PROBLEM REQUIREMENTS: Pick out every line in the rows below that contains the word "surface", and copy each one. Case counts.

GIVEN RECORDS:
----

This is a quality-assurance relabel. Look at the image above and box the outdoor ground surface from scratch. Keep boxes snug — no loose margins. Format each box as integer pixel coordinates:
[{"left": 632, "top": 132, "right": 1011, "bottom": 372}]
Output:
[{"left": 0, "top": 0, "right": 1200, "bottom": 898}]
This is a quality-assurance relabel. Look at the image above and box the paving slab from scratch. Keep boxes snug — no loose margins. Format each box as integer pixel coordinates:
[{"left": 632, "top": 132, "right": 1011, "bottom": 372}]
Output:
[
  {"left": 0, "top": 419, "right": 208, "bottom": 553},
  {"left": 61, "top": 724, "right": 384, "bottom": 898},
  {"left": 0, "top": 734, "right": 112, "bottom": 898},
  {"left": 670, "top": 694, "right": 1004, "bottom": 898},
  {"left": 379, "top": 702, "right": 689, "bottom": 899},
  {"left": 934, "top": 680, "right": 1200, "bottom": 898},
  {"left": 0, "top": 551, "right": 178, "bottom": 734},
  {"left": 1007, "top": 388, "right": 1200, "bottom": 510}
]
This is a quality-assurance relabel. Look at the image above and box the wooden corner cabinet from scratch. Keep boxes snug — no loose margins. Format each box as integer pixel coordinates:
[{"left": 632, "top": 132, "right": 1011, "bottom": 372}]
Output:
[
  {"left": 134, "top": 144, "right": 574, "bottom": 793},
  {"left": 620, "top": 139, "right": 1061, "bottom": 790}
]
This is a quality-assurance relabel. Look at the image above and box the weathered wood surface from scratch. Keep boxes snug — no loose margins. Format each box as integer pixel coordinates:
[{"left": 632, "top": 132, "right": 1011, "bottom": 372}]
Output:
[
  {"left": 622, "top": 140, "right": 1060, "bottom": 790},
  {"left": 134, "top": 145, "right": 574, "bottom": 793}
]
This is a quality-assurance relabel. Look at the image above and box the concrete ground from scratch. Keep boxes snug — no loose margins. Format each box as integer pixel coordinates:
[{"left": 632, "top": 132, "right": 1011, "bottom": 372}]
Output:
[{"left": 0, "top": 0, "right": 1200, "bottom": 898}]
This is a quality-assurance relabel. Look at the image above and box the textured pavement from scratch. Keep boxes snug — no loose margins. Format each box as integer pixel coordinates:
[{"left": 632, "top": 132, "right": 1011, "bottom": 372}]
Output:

----

EXERCISE OUTPUT:
This is a quality-assurance relabel. Look at the image above and box the outdoor ground surface from scratch. Keep boxes snug — no loose margins. Format each box as integer pixel coordinates:
This is a quality-assurance relabel. Look at the image above and box the weathered wood surface from scratch. Keep boxes snug — no loose margins. Format each box as integer pixel coordinates:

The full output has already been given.